Excerpt to read »

---------------

The neat thing about words is that they mean things. That meaning does change with time and context, but not very fast. Therefore, some sentences are more true than others, and some are just nonsense.
For example, calling antifa a “terrorist organization” is false at best, nonsensical at worst, regardless of who said it or how many official-looking proclamations they put out.
Relatedly, when two people accuse each other, it’s often the case that one is correct and the other is just making stuff up (not always, but often). Figuring out which is which might require you to use your brain.
some sentences are more true than others, and some are just nonsense.
Kinda like when George Orwell said in 1944 that “It will be seen that, as used, the word ‘Fascism’ is almost entirely meaningless.” concluding with “All one can do for the moment is to use the word with a certain amount of circumspection and not, as is usually done, degrade it to the level of a swearword.” The same can be said of all the other slander being leveled in the genesis of this discussion.
Figuring out which is which might require you to use your brain.
Such as recognizing that no amount of prevarication will negate the force of the law when it notices you continue to unrepentantly claim allegiance with what the government considers a designated domestic terrorist organization. But by all means if you doubt that, I’m sure all the FLOSS communities concerned can feel free to regale them with the same sophistry when the time comes and see how well it turns out. Good luck with that.
That wasn’t really the slam dunk you thought it was when you first posted it. It’s a piece of Orwell’s journalistic marginalia, 800 words written to meet a newsletter deadline that basically makes one point only about people calling each other fascists without defining it. It’s only gained popularity as an argument from authority from people who don’t like it when the term is used.
Since 1944 we have had plenty of robust definitions of fascism, including from the people that proudly called themselves fascists. Here is wikipedia (you can refer to Britannia too if you don’t respect wikipedia as a source):
By these terms I wouldn’t call DHH a fascist, but I would say that Tommy Robinson, the person he was defending, is definitely a fascist and so are his followers.

---------------

Questions »
(a) In the exchange about word meanings, how many words long is the Orwell piece said to be?
(b) Reproduce the part of the exchange about word meanings that opens with the words containing "Such as recognizing" and closes with "term is used.".
(c) Please carry on the exchange about word meanings, starting after its final sentence.
Nothing in the records is needed here.

---------------

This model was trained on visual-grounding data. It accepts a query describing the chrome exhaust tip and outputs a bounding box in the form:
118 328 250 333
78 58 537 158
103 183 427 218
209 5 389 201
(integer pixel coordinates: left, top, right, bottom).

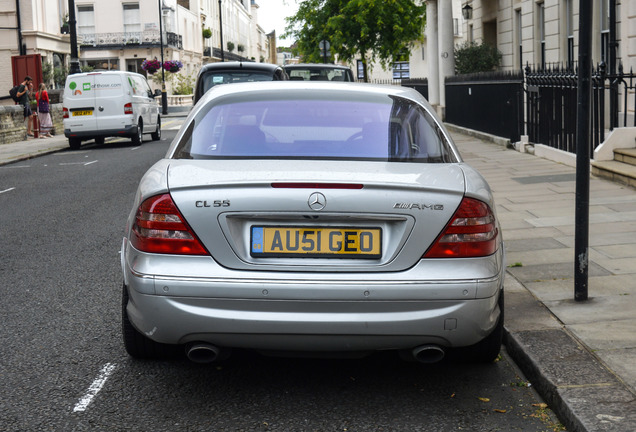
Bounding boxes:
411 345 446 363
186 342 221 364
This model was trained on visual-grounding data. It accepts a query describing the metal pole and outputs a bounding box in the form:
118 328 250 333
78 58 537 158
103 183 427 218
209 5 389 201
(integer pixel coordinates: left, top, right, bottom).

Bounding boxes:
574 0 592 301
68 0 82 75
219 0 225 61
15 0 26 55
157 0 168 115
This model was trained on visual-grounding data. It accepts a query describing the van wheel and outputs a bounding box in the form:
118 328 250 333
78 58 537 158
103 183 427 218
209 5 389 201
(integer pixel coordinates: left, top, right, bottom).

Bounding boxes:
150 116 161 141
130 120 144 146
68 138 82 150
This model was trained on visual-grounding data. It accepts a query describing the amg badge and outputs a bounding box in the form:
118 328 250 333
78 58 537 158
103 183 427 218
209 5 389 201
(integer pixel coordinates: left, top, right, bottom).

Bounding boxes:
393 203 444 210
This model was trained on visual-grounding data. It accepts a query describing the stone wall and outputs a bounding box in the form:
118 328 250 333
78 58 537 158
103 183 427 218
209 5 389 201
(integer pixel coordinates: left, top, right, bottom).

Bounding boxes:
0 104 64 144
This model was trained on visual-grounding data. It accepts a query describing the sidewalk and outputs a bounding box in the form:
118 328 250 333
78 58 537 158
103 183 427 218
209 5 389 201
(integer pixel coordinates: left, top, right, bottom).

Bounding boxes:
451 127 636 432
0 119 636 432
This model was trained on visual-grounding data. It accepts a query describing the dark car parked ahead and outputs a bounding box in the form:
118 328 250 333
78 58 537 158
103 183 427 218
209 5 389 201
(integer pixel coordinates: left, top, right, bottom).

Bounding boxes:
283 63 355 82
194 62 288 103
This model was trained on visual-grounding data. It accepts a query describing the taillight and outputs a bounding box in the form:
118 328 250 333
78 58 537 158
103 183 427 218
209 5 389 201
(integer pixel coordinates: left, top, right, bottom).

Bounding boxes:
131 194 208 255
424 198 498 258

---------------

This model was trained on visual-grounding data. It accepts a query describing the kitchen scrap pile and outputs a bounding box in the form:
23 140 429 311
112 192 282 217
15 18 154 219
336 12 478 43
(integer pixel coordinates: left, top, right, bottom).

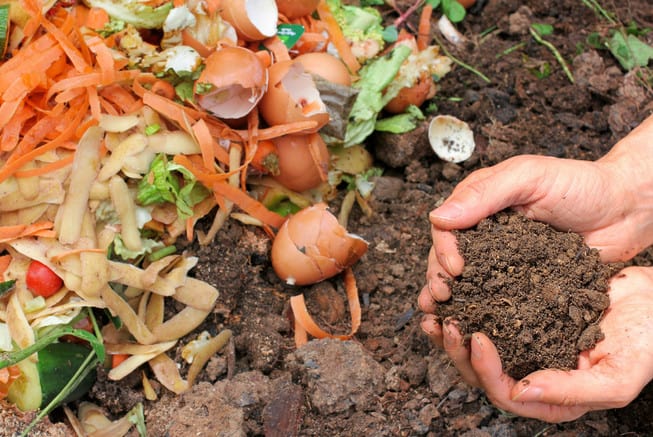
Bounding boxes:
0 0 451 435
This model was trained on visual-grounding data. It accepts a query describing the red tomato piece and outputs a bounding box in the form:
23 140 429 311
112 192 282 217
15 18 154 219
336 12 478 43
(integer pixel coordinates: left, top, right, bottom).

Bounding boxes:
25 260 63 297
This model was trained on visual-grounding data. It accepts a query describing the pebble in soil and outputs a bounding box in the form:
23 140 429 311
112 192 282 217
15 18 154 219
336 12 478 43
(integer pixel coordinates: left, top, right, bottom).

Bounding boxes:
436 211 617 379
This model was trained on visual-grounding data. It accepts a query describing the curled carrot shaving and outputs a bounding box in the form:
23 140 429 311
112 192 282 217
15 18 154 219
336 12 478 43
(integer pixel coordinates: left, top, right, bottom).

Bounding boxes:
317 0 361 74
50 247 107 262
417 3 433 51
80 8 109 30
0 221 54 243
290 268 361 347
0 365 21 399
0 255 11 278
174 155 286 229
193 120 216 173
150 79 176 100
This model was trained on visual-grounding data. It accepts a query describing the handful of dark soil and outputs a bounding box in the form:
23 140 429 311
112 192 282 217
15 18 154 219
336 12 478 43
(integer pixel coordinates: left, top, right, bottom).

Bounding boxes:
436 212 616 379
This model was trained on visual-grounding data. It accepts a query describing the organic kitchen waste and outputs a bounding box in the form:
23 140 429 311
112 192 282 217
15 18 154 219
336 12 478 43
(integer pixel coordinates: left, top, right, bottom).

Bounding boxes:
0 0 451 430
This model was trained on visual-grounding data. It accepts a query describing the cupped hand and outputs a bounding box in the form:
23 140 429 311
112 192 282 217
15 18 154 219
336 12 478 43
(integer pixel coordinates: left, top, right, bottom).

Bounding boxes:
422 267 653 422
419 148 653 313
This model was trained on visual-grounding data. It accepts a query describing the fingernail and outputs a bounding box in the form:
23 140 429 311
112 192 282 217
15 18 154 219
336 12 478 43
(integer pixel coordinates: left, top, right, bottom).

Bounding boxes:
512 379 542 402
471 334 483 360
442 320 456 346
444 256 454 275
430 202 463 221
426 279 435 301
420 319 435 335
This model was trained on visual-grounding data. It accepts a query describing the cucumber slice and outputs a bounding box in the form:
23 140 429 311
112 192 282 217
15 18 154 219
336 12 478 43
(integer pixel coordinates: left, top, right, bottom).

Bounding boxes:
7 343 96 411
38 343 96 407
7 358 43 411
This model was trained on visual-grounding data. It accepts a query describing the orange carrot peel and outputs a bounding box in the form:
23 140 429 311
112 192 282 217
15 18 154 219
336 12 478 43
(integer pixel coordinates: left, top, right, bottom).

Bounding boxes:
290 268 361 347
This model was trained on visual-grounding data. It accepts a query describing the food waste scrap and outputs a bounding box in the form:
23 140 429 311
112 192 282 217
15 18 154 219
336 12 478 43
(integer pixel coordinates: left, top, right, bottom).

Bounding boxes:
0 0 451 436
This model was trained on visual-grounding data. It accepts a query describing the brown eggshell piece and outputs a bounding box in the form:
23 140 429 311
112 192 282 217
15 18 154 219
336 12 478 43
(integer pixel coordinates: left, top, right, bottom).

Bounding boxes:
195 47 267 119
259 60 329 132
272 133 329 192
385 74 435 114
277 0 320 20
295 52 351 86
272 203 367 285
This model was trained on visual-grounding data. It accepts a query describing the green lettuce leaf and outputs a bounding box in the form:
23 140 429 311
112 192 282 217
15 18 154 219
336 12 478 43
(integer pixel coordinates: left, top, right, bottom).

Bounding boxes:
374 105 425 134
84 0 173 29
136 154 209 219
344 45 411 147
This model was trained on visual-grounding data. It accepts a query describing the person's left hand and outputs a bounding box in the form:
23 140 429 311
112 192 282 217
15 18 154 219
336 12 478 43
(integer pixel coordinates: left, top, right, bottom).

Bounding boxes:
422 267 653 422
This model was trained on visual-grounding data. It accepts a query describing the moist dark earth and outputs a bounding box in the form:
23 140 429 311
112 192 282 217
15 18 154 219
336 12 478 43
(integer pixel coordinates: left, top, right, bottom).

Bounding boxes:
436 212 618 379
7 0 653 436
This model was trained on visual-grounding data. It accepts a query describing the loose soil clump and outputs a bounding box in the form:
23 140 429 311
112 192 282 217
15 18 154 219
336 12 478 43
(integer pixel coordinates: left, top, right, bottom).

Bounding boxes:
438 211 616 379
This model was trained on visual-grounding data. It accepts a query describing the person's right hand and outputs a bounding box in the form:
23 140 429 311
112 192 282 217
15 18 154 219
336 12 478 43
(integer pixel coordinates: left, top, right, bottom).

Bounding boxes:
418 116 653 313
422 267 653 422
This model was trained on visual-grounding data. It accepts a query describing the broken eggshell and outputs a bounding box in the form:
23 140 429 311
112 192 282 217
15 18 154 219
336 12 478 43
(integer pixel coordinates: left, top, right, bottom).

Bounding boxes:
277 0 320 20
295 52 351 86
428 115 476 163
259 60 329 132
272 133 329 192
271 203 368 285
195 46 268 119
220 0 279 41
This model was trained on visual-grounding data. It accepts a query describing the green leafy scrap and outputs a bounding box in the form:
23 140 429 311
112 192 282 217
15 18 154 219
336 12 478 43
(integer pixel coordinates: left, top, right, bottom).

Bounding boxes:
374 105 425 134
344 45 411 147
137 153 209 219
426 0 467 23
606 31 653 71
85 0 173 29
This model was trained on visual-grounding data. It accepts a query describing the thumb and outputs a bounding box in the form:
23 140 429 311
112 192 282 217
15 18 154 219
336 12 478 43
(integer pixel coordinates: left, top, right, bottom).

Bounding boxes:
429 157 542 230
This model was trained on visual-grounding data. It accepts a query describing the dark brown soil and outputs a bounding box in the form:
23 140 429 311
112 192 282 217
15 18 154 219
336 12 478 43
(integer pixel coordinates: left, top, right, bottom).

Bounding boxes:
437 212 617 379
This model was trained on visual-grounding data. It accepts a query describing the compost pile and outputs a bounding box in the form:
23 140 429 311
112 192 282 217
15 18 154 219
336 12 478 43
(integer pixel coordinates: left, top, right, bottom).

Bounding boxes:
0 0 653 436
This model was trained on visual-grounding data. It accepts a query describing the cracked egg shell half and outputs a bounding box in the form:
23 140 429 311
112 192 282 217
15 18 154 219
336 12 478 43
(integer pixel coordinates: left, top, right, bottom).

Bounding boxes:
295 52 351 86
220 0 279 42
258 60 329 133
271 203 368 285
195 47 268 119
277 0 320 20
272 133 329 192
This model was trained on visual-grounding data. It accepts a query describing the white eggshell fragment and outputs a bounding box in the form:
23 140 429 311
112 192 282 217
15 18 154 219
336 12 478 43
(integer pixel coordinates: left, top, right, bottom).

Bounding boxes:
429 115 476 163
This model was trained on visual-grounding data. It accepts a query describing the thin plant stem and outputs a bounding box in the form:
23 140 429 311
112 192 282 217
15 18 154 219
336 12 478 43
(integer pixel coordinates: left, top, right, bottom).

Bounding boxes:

---------------

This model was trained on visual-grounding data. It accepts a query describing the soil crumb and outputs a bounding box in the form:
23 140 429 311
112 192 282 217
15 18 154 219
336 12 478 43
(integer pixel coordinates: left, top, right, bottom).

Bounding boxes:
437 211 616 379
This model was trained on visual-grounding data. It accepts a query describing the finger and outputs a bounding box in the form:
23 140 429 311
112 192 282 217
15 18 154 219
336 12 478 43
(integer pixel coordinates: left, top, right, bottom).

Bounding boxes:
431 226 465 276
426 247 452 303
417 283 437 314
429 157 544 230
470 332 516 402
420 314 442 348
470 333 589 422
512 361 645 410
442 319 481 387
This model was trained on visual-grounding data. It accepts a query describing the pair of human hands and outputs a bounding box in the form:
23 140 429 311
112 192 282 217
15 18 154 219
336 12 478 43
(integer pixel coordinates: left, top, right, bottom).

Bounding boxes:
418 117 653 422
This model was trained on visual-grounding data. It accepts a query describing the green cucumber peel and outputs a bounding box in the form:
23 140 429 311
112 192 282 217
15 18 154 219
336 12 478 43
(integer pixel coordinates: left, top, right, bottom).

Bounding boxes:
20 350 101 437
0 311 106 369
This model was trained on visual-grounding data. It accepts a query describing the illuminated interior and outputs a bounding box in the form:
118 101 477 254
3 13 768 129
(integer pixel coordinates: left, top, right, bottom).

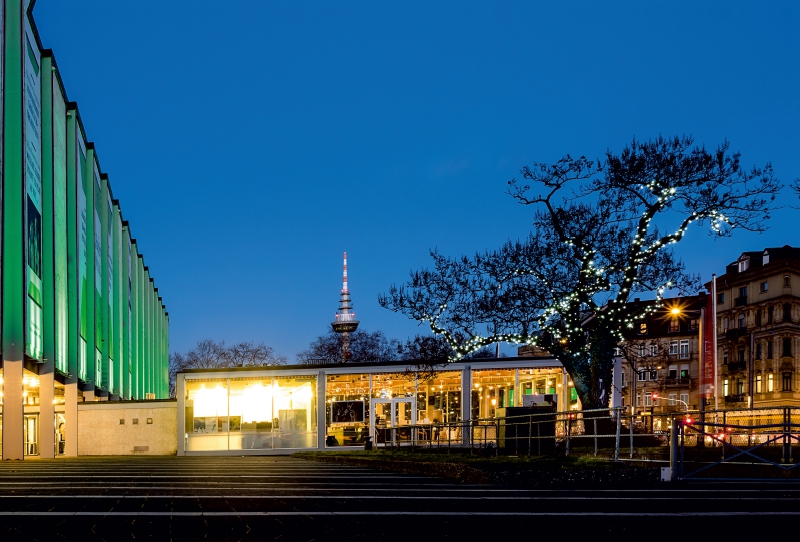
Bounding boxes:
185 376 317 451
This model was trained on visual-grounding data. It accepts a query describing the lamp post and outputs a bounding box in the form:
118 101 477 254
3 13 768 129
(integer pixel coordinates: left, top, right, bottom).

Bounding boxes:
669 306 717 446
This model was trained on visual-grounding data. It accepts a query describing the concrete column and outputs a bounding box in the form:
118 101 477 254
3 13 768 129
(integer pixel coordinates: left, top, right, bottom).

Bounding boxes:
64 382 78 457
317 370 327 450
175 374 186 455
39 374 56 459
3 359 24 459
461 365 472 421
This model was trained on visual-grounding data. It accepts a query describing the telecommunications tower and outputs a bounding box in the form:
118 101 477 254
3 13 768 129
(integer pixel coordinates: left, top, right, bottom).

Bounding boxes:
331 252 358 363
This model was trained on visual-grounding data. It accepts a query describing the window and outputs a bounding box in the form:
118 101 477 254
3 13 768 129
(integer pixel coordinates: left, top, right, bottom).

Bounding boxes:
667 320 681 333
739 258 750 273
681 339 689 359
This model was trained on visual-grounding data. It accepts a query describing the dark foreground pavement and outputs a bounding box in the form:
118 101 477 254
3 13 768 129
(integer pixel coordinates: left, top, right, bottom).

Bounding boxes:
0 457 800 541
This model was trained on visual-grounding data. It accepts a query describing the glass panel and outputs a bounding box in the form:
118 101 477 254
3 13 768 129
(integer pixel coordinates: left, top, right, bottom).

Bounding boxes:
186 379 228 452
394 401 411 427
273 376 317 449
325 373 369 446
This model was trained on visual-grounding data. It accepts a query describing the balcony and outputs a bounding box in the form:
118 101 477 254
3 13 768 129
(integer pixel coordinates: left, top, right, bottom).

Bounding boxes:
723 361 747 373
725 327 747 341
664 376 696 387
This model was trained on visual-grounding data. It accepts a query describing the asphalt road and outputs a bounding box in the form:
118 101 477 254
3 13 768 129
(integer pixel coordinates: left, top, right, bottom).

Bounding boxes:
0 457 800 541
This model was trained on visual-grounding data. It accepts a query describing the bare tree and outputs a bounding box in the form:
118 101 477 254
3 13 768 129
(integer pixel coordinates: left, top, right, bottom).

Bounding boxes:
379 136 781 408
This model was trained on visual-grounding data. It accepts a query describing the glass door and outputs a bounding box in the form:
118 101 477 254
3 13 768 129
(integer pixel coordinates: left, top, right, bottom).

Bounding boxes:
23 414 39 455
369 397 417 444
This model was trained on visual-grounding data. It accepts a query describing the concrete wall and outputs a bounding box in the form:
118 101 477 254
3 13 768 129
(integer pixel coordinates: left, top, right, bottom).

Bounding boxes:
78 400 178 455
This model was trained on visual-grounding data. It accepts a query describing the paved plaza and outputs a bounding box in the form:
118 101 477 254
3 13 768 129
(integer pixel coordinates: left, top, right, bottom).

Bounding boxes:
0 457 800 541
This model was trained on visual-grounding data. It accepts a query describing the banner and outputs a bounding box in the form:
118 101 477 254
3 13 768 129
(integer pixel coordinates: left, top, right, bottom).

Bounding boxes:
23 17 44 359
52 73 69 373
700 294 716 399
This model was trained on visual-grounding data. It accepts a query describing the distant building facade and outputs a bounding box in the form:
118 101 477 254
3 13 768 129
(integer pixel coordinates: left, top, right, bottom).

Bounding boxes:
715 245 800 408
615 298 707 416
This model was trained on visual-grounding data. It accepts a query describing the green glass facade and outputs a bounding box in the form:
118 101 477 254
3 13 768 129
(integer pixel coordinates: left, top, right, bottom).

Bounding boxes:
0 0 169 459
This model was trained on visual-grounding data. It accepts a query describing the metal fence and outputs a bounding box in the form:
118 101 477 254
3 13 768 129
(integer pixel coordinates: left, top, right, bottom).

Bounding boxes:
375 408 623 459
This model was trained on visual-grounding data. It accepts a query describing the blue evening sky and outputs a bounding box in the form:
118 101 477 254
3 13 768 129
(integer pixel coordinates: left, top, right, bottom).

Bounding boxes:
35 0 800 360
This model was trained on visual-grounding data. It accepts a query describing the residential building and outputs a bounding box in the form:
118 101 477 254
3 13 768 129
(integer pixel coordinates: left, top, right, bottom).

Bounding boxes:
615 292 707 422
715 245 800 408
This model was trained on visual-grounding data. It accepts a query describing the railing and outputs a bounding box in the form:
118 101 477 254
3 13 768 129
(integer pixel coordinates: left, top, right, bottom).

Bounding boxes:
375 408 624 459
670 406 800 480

---------------

Responses »
(a) 800 words.

(b)
Such as recognizing that no amount of prevarication will negate the force of the law when it notices you continue to unrepentantly claim allegiance with what the government considers a designated domestic terrorist organization. But by all means if you doubt that, I’m sure all the FLOSS communities concerned can feel free to regale them with the same sophistry when the time comes and see how well it turns out. Good luck with that.
That wasn’t really the slam dunk you thought it was when you first posted it. It’s a piece of Orwell’s journalistic marginalia, 800 words written to meet a newsletter deadline that basically makes one point only about people calling each other fascists without defining it. It’s only gained popularity as an argument from authority from people who don’t like it when the term is used.

(c)
I wouldn’t call DHH a Nazi either, because that is also a very specific thing, but I would call his arguments about the ethnic demographics of London racist on account of the statistic he cites for Native Brits correlating with White British in the census and his allusions to how things can be deduced from walking down the street and looking.
Hope that clears things up and brings it all neatly back on topic. You also seem more preoccupied with how bad left wing people within the open source community. Maybe start your own “Framework supporting far-left communists?” thread instead, eh?
It’s absurdly silly to take the US governments determination (since 2025 when it has been run by far right ideologues that just happen to agree with you) about whatever new group they define as a terrorist group; especially considering literally the rest of the world doesn’t agree with them. But I think you’re derailing the forum topic for fun. All conservatives in this thread are really mad that some people are unhappy with some of the decisions framework have made → so the right wing users are going around calling everyone far left (then are upset) for simplying disagreeing.
If you want Framework to support a different set of projects, why not bump their threads with a suggestion that Framework support them? Better still, give them a go on your own computer, them bump the thread to say how cool they are and deserving of Framework attention.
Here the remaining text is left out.